● Text segment
▬▬▬▬▬▬
I have been a teacher for 31 years, a Headteacher for 16 years and, at the age of 55, this much I know about Mortimer & Whitehouse and their motivational tomatoes!

Mortimer & Whitehouse: Gone Fishing is the BBC’s unlikely jewel. It follows two ageing comedians as they go fishing, chat nonsense and eat good food. Its success is rooted in the way its simplicity combines with moments of profundity, when the idle chatter suddenly gives way to wisdom. Here, right at the end of a recent episode, Mortimer and Whitehouse suddenly discuss what motivates them to get up of a morning.

So, as the vast majority of us who teach prepare to return to work tomorrow, be sure to identify for yourself a motivational tomato or two…

One of my tomatoes
Just to my left a trout, no more than four inches long, hurled itself out of the shallow water.

I had been fishing just outside Danby village deep in the North Yorkshire Moors. I am not sure there is a place on this planet where I feel as content as I do when I stand on the bank of the Yorkshire Esk, spellbound by the prospect of catching a wild brown trout. There is nothing quite like it.

I began the afternoon session at the Beggar’s Bridge, having bought a pork pie for lunch from Ford’s the butchers in Glaisdale. Like the fishing, Ford’s pork pies are beyond compare. At £1 a pie, the more you eat, the more you save. I then worked my way along the wooded stretch of the Esk at Rake’s Common and finally fished the winding stretch towards Danby upstream from Duck Bridge.

I took three rods: fly, float and spinner. I found success on each one. At Rake’s I caught a perfectly formed small wild brownie on a dry fly. I had seen the trout rise several times; the moment my black gnat hit the river’s surface the fish obligingly rose to take it. It was one of the day’s many highlights.
▬▬▬▬▬▬
Stored data
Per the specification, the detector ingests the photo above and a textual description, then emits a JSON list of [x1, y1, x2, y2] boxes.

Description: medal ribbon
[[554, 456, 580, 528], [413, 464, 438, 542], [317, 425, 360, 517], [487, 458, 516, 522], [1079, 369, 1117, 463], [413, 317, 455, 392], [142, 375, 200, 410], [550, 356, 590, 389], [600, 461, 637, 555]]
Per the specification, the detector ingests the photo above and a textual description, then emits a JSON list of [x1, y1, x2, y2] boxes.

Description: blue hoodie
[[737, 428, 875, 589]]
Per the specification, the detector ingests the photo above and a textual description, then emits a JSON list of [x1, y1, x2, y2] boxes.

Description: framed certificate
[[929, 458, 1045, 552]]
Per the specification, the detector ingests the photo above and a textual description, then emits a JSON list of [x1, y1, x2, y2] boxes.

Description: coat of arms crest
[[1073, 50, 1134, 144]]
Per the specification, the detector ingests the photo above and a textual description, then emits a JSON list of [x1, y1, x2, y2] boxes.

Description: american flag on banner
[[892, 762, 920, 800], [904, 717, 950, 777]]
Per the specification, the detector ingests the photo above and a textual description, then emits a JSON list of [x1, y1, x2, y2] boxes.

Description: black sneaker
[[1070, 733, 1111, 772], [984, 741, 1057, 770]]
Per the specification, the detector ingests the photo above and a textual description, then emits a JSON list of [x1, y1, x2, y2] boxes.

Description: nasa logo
▬▬▬▬▬▬
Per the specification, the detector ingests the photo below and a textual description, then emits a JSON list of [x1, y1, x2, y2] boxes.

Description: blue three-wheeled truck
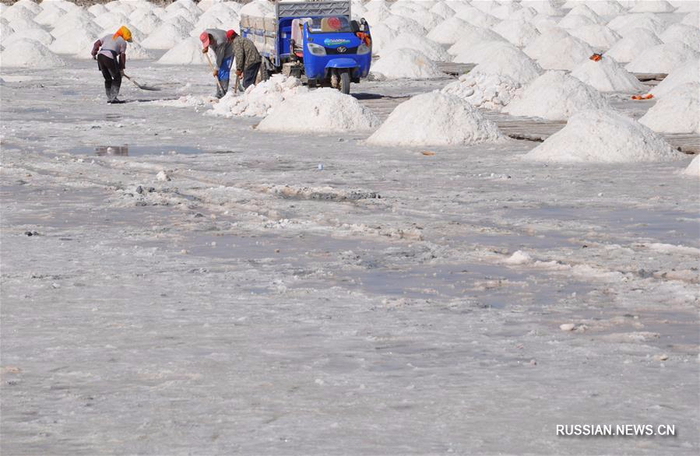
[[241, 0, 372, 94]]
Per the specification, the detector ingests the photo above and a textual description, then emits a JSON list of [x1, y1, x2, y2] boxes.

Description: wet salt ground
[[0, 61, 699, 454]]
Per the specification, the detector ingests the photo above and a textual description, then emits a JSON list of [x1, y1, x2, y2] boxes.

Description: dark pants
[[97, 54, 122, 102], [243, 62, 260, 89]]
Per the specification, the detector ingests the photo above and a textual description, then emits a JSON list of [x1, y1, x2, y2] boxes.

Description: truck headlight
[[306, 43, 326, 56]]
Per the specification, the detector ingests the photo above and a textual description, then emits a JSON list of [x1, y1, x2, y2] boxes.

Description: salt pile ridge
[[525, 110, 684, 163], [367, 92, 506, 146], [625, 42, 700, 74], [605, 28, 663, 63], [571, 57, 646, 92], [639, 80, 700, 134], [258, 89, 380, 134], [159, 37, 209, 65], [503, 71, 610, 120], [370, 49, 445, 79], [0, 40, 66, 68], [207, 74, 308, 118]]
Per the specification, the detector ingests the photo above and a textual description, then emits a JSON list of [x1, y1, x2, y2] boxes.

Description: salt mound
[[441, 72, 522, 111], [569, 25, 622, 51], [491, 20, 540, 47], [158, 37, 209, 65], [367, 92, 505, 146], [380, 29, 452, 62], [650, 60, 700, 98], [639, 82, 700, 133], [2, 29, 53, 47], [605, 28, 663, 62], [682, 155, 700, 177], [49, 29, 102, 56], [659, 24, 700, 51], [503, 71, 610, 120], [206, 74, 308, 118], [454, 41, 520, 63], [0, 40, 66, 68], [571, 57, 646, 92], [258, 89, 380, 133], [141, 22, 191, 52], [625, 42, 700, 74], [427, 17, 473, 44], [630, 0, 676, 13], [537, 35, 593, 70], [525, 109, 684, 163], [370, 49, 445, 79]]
▬▬▬▬▬▬
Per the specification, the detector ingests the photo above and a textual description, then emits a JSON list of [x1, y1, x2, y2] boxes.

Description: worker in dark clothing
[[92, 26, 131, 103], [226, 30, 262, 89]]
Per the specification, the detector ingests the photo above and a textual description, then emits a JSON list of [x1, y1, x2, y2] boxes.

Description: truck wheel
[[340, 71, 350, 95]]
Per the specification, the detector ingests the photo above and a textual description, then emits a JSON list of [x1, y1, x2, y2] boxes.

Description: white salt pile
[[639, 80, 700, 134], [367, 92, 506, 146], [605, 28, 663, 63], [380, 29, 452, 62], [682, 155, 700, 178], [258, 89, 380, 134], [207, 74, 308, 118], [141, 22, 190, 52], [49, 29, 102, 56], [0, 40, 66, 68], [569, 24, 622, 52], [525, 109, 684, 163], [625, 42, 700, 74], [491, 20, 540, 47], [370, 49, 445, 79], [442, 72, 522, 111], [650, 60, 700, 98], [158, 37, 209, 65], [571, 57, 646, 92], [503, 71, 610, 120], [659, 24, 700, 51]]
▬▬▬▬▬▬
● Tasks for this exercise
**1.** According to the text about Mortimer & Whitehouse and fishing on the Esk, what is the success of Gone Fishing rooted in?
**2.** Carry on with the account of fishing the Esk, beginning right after its final sentence.

● Task answers
**1.** Its success comes from the way the show's simplicity combines with moments of profundity. These are the moments when the idle chatter between the two comedians suddenly gives way to wisdom.

**2.**
Wild brown trout live their lives in streams and rivers. They are fine, slim line predators and sparklingly beautiful. From the preternaturally large, coal black eye, the tapered array of innumerable black spots gives way to a carefully arranged pattern of a dozen or so red counterparts. The gills emit a mother of pearl shine. The dappled grey flanks merge into a creamy underbelly. And the red adipose fin is a sure sign that the trout is a wild brown.

By the time I had plonked myself down amongst the meadow grass to fish a small but inviting pool, I had landed more than a dozen wild brownies. They fight hard, no matter how minuscule, wriggling intensely. When they are spent, they lay across your hand in all their aesthetic glory.

My float was dancing about indeterminately when the trout jumped. The fish’s belly-flop re-entry made a larger sound than one might have expected. It was enough to attract my attention. A heart-beat later, from upstream and around the corner, I heard a much bigger splash and two airy wafts. A heron appeared fleetingly before stepping into the cover of an overhanging tree, directly opposite where the leaping four-inch brownie had landed.

I kept watching. It wasn’t long before the heron began tip-toeing elegantly towards its quarry. Its delicate, grey-fawn neck feathers were perfectly groomed. It was a picture of predatory elegance. Four steps in, it stopped. Its amber eye caught mine. For the briefest moment it could not compute what it saw. Its stare dolly-zoomed towards me until it was inches from my face. We were locked together, eyeball to eyeball, beak to nose, bound by the pursuit of the same prey. I held the bird’s glare. The river flowed on.

And then the heron beat its broad, grey wings and was gone.